STATED EXERCISE: Copy every line of the listing below, requests included, and multiply each coordinate in the answers by 2.3, rounding to the nearest whole number with halves rounded up.

[Object point labels]
──────

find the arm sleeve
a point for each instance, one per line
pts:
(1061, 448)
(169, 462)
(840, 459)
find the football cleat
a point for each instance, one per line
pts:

──────

SOLUTION BELOW:
find the arm sleeve
a point for each instance, one per line
pts:
(2440, 1030)
(389, 1063)
(1932, 1056)
find the football cleat
a point for each instance, one per line
pts:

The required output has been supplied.